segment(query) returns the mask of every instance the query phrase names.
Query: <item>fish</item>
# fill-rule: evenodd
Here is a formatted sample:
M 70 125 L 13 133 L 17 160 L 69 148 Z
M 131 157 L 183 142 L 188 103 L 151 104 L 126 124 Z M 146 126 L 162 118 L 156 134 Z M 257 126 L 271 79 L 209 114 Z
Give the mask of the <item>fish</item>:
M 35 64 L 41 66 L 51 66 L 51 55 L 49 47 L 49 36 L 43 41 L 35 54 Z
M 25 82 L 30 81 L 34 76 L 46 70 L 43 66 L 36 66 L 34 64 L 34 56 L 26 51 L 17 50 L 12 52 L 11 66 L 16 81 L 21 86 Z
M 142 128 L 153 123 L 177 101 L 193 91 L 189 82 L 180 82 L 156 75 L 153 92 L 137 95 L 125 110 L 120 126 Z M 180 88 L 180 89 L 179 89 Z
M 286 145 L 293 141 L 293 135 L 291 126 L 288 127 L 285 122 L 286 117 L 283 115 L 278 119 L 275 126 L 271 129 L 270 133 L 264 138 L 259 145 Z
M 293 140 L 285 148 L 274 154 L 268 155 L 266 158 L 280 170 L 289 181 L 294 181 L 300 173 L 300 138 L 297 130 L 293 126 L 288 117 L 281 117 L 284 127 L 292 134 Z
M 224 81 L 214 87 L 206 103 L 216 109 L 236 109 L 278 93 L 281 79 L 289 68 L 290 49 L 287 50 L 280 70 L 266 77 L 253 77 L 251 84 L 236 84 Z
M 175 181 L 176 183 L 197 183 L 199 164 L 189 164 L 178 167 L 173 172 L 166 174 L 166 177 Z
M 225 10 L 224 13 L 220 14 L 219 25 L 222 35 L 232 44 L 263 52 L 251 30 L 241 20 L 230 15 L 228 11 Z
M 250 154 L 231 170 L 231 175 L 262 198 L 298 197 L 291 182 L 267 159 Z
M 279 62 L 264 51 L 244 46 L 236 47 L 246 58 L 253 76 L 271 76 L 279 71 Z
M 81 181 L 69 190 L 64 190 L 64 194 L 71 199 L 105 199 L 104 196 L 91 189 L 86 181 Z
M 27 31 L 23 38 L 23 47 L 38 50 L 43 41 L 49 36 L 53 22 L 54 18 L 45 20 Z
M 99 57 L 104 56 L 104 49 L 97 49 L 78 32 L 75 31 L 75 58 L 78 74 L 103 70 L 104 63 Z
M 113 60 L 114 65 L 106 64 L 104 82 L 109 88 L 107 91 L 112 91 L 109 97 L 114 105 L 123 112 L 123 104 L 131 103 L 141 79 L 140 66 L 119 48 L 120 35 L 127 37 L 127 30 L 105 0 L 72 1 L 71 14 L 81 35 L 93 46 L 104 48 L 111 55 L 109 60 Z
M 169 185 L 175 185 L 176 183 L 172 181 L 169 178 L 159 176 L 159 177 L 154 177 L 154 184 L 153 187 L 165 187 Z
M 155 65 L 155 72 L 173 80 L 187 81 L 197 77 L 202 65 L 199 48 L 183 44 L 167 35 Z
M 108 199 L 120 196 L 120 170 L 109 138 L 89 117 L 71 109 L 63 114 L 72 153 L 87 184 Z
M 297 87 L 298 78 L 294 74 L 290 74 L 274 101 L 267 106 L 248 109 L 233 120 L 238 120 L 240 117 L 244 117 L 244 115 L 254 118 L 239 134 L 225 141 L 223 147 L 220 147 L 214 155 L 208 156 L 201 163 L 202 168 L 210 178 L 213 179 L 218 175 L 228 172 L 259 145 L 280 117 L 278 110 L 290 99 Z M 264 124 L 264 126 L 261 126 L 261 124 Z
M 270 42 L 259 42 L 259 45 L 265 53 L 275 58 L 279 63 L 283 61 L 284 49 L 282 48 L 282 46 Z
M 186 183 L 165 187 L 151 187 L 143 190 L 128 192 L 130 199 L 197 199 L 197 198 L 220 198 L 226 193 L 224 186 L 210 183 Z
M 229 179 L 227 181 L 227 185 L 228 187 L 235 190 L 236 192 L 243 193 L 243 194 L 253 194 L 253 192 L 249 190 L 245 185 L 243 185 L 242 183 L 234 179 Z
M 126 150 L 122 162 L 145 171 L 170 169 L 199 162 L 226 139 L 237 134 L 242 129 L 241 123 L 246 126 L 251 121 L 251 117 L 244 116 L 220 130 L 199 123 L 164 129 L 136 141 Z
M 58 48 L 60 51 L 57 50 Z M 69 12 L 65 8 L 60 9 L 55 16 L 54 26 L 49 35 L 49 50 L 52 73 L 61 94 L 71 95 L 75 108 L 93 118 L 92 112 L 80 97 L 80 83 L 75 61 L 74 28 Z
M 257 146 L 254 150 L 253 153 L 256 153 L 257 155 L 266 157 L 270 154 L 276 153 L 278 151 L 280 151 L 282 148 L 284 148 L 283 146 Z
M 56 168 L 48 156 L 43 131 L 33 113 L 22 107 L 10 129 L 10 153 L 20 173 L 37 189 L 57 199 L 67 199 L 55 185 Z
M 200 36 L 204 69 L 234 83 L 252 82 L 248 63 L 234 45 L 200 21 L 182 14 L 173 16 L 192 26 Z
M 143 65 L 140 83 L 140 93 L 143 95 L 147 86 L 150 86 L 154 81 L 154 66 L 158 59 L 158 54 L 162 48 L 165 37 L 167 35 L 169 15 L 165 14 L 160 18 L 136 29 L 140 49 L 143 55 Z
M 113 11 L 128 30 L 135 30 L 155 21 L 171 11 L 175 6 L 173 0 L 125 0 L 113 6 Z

_ _ _ _ _ _ _

* **WORK TO COMPLETE**:
Nothing should be dropped: transcribe all the material exactly.

* **EXERCISE RESPONSE**:
segment(query) returns the mask of every instance the query phrase names.
Query: <item>fish</item>
# fill-rule: evenodd
Here is a formatted sample:
M 70 125 L 13 133 L 17 160 L 69 148 Z
M 131 157 L 183 142 L 188 103 L 151 104 L 126 124 Z M 146 126 L 162 118 L 156 134 Z M 257 126 L 271 79 L 209 114 Z
Give the mask of the <item>fish</item>:
M 35 64 L 41 66 L 51 66 L 51 55 L 49 47 L 49 36 L 43 41 L 35 54 Z
M 25 82 L 30 81 L 34 76 L 46 70 L 43 66 L 36 66 L 34 64 L 34 56 L 26 51 L 17 50 L 12 52 L 11 66 L 16 81 L 21 86 Z
M 142 128 L 153 123 L 177 101 L 193 91 L 189 82 L 180 82 L 156 75 L 153 92 L 137 95 L 125 110 L 120 126 Z M 180 88 L 180 89 L 179 89 Z
M 286 145 L 293 141 L 293 135 L 291 126 L 288 127 L 285 122 L 286 117 L 283 115 L 278 119 L 275 126 L 271 129 L 270 133 L 264 138 L 259 145 Z
M 293 140 L 285 148 L 274 154 L 268 155 L 266 158 L 280 170 L 289 181 L 294 181 L 300 173 L 300 138 L 297 130 L 293 126 L 288 117 L 281 117 L 284 127 L 292 134 Z
M 224 81 L 214 87 L 206 103 L 216 109 L 236 109 L 278 93 L 281 79 L 289 68 L 290 49 L 287 50 L 280 70 L 266 77 L 253 77 L 251 84 L 236 84 Z
M 175 181 L 176 183 L 197 183 L 199 164 L 189 164 L 178 167 L 173 172 L 166 174 L 166 177 Z
M 225 10 L 224 13 L 220 14 L 219 25 L 222 35 L 232 44 L 263 52 L 251 30 L 241 20 L 230 15 L 228 11 Z
M 250 154 L 231 170 L 231 175 L 262 198 L 298 197 L 291 182 L 267 159 Z
M 279 62 L 264 51 L 244 46 L 236 47 L 246 58 L 253 76 L 271 76 L 279 71 Z
M 81 181 L 69 190 L 64 190 L 64 194 L 71 199 L 105 199 L 104 196 L 91 189 L 86 181 Z
M 27 31 L 23 38 L 23 47 L 38 50 L 43 41 L 49 36 L 53 22 L 54 18 L 45 20 Z
M 99 57 L 104 56 L 104 49 L 97 49 L 78 32 L 75 31 L 75 58 L 78 74 L 103 70 L 104 63 Z
M 113 60 L 114 65 L 106 64 L 104 82 L 109 88 L 107 91 L 112 91 L 109 97 L 114 105 L 123 112 L 123 104 L 131 103 L 141 79 L 140 66 L 119 48 L 120 35 L 127 37 L 127 30 L 105 0 L 72 1 L 71 14 L 81 35 L 93 46 L 104 48 L 111 55 L 109 60 Z
M 169 185 L 175 185 L 176 183 L 172 181 L 169 178 L 159 176 L 159 177 L 154 177 L 154 184 L 153 187 L 165 187 Z
M 155 65 L 155 72 L 173 80 L 187 81 L 197 77 L 202 65 L 199 48 L 183 44 L 167 35 Z
M 108 199 L 120 196 L 120 170 L 109 138 L 89 117 L 71 109 L 63 114 L 72 153 L 87 184 Z
M 297 87 L 298 78 L 294 74 L 290 74 L 274 101 L 267 106 L 248 109 L 233 120 L 238 120 L 240 117 L 244 117 L 244 115 L 254 118 L 239 134 L 225 141 L 223 147 L 220 147 L 214 155 L 208 156 L 201 163 L 202 168 L 210 178 L 213 179 L 218 175 L 228 172 L 259 145 L 280 117 L 278 110 L 290 99 Z M 264 124 L 264 126 L 261 126 L 261 124 Z
M 270 42 L 259 42 L 259 45 L 265 53 L 275 58 L 279 63 L 283 61 L 284 49 L 282 48 L 282 46 Z
M 186 183 L 165 187 L 151 187 L 143 190 L 128 192 L 130 199 L 197 199 L 197 198 L 220 198 L 226 193 L 224 186 L 210 183 Z
M 229 179 L 227 181 L 227 185 L 228 187 L 235 190 L 236 192 L 243 193 L 243 194 L 253 194 L 253 192 L 249 190 L 245 185 L 243 185 L 242 183 L 234 179 Z
M 126 150 L 122 162 L 145 171 L 170 169 L 199 162 L 226 139 L 237 134 L 242 129 L 241 123 L 246 126 L 251 121 L 251 117 L 244 116 L 220 130 L 199 123 L 164 129 L 136 141 Z
M 58 48 L 60 51 L 57 50 Z M 69 12 L 65 8 L 60 9 L 55 16 L 54 26 L 49 35 L 49 50 L 52 73 L 61 94 L 71 95 L 75 108 L 93 118 L 92 112 L 80 97 L 80 83 L 75 61 L 74 28 Z
M 257 146 L 254 150 L 253 153 L 256 153 L 257 155 L 266 157 L 270 154 L 276 153 L 278 151 L 280 151 L 282 148 L 284 148 L 283 146 Z
M 56 168 L 48 156 L 43 131 L 33 113 L 22 107 L 10 129 L 10 153 L 20 173 L 37 189 L 57 199 L 67 199 L 55 185 Z
M 200 36 L 204 69 L 234 83 L 252 82 L 248 63 L 234 45 L 200 21 L 182 14 L 173 16 L 192 26 Z
M 143 65 L 140 83 L 140 93 L 143 95 L 147 86 L 150 86 L 154 81 L 154 66 L 158 59 L 158 54 L 162 48 L 165 37 L 167 35 L 169 15 L 165 14 L 160 18 L 136 29 L 140 49 L 143 55 Z
M 113 11 L 128 30 L 135 30 L 155 21 L 171 11 L 175 6 L 173 0 L 125 0 L 113 6 Z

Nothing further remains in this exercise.